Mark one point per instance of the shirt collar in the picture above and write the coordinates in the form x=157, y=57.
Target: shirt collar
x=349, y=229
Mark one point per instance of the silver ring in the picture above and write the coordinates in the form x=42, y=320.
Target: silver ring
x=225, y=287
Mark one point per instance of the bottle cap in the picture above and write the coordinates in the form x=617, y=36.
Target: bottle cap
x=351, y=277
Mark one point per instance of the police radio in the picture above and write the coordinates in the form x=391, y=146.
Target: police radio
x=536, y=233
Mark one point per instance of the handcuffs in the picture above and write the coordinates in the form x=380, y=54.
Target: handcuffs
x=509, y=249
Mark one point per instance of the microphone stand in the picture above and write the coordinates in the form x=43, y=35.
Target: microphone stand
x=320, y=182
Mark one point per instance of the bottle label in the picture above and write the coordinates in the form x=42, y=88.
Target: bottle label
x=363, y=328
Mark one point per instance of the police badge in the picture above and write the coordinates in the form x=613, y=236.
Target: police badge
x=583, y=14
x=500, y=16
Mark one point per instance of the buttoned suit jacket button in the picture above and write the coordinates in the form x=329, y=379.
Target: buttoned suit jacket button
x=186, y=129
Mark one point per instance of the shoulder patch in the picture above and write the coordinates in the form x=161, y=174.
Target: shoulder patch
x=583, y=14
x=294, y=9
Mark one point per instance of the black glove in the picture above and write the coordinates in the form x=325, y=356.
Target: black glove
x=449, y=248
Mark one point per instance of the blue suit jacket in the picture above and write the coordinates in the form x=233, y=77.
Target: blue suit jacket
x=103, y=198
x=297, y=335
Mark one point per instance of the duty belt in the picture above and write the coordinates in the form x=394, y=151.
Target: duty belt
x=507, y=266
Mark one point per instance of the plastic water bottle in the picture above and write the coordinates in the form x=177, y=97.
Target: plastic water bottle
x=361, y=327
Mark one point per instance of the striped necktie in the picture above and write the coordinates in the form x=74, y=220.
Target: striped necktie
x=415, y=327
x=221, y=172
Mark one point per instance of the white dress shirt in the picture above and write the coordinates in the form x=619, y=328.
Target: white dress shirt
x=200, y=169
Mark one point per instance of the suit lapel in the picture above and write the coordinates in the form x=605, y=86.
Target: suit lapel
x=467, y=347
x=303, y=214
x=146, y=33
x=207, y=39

═══

» **Your objective**: Copy all of the rows above word for word, without changing anything.

» **The answer**:
Mark one point per instance of the shirt collar in the picture above and write the coordinates in the form x=157, y=57.
Target: shirt collar
x=349, y=229
Mark one point per instance of the silver ring in the picture above and write the coordinates in the form x=42, y=320.
Target: silver ring
x=225, y=287
Mark one point per instance of the bottle cap in the picture above and write the coordinates in the form x=617, y=36.
Target: bottle cap
x=351, y=277
Mark one point per instance of the police radio in the picture above and write the coordinates in the form x=391, y=146.
Target: police radio
x=536, y=233
Mark one point per instance of the handcuffs in the picture above and write the coordinates in the form x=380, y=54.
Target: handcuffs
x=509, y=249
Mark one point per instance of the microphone stand in the picture above and write the coordinates in the form x=43, y=35.
Target: microphone stand
x=320, y=182
Mark one point per instance of the bottle label in the picture above and write the coordinates in the form x=42, y=88.
Target: bottle label
x=363, y=328
Mark one point per instance of the police badge in the picture above and write the coordinates in the form x=613, y=236.
Target: police badge
x=583, y=14
x=500, y=16
Mark one point per instance of the buttoned suit jacket button in the picture above and write the coordinates in the form x=329, y=379.
Target: buttoned suit jacket button
x=186, y=129
Mark one point per instance of the shoulder patch in the picture above and write the coordinates in the form x=161, y=174.
Target: shoulder patch
x=583, y=14
x=294, y=9
Mark one point per instance of the black glove in the picture above and write the coordinates in the form x=325, y=356.
Target: black glove
x=449, y=248
Mark one point per instance of the blue suit jacket in the picture above and write the coordinates in the form x=233, y=77.
Target: blue suit jacket
x=103, y=198
x=297, y=335
Mark one point per instance of the duty belt in the picture above and write the coordinates in the form x=394, y=151.
Target: duty belt
x=507, y=266
Mark one point per instance of the plastic water bottle in the picture above and write the coordinates in the form x=177, y=97.
Target: plastic water bottle
x=361, y=327
Mark one point per instance of the striped necktie in the picture above and write the coordinates in the form x=74, y=220.
Target: striped necktie
x=415, y=327
x=221, y=172
Mark one point per instance of the white dress shirt in the picture above and write the coordinates in the form x=619, y=328.
Target: white dress shirt
x=200, y=169
Mark one point per instance of the suit lapel in the picture above and write the coordinates in the form x=605, y=86.
Target: suit lapel
x=467, y=347
x=303, y=214
x=146, y=33
x=207, y=39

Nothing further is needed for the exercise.